[Records excerpted from a collection]
********

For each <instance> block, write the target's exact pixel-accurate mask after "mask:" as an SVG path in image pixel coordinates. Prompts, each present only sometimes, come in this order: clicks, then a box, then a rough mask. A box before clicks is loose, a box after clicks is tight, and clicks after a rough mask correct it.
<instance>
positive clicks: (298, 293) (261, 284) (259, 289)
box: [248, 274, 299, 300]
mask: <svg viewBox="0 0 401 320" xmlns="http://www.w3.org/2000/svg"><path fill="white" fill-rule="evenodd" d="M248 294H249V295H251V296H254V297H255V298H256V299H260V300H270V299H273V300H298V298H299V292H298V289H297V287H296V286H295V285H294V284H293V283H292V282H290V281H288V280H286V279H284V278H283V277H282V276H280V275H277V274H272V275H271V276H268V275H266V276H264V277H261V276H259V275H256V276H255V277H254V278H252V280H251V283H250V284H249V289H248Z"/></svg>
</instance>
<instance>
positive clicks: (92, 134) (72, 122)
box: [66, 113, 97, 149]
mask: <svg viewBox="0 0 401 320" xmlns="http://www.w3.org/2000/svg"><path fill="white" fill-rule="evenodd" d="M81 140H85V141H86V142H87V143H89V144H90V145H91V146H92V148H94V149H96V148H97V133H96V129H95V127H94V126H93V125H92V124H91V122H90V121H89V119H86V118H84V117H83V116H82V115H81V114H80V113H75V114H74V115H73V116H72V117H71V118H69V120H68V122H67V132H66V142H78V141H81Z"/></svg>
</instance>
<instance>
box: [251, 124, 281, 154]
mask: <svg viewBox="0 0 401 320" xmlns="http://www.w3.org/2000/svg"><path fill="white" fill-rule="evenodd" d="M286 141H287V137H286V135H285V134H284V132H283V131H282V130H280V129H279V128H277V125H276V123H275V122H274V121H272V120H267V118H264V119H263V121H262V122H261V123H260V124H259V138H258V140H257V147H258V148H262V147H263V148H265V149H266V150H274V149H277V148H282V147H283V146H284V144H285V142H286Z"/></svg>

********

=== What is expected ===
A verbatim transcription of all the entries above is required.

=== Reply ===
For each <instance> block, write the target's exact pixel-accurate mask after "mask:" as an SVG path in image pixel coordinates. Prompts, each present only sometimes, come in this order: clicks, then a box, then a rough mask. A box before clicks is loose, a box after clicks is tight, and clicks after a rough mask correct it.
<instance>
positive clicks: (298, 293) (261, 284) (259, 289)
box: [248, 274, 299, 300]
mask: <svg viewBox="0 0 401 320" xmlns="http://www.w3.org/2000/svg"><path fill="white" fill-rule="evenodd" d="M248 294H249V295H251V296H254V297H255V298H256V299H260V300H270V299H273V300H298V298H299V292H298V289H297V287H296V286H295V285H294V284H293V283H292V282H290V281H288V280H286V279H284V278H283V277H282V276H280V275H277V274H272V275H271V276H268V275H266V276H264V277H261V276H259V275H256V276H255V277H254V278H252V280H251V283H250V284H249V289H248Z"/></svg>
</instance>
<instance>
positive clicks: (92, 134) (72, 122)
box: [66, 113, 97, 149]
mask: <svg viewBox="0 0 401 320" xmlns="http://www.w3.org/2000/svg"><path fill="white" fill-rule="evenodd" d="M81 140H85V141H86V142H87V143H89V144H90V145H91V146H92V148H94V149H96V148H97V133H96V129H95V127H94V126H93V125H92V124H91V122H90V121H89V119H86V118H84V117H83V116H82V115H81V114H80V113H75V114H74V115H73V116H72V117H71V118H69V120H68V122H67V132H66V142H78V141H81Z"/></svg>
</instance>
<instance>
box: [251, 124, 281, 154]
mask: <svg viewBox="0 0 401 320" xmlns="http://www.w3.org/2000/svg"><path fill="white" fill-rule="evenodd" d="M286 141H287V137H286V135H285V134H284V132H283V131H282V130H280V129H279V128H277V125H276V123H275V122H274V121H272V120H267V118H264V119H263V121H262V122H261V123H260V124H259V138H258V140H257V147H258V148H262V147H263V148H265V149H266V150H274V149H277V148H282V147H283V146H284V144H285V142H286Z"/></svg>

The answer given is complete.